Records from a point annotation dataset

□ □ □ □

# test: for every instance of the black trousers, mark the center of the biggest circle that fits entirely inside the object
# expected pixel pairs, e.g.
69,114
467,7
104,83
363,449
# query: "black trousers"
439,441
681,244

□ □ □ □

__Task prompt__:
Put the lines above into a Markdown table with the columns "Row" and "Line". Number each row and skip any blank lines.

__Answer for this exercise__:
| Row | Line |
|---|---|
| 1 | # test: for every instance of the black trousers, mark the center of the biggest circle that fits entirely inside the object |
| 2 | # expected pixel pairs, e.g. |
| 3 | 69,114 |
| 4 | 467,7 |
| 5 | 104,83 |
| 6 | 363,449 |
| 7 | # query: "black trousers" |
| 8 | 439,441 |
| 9 | 681,244 |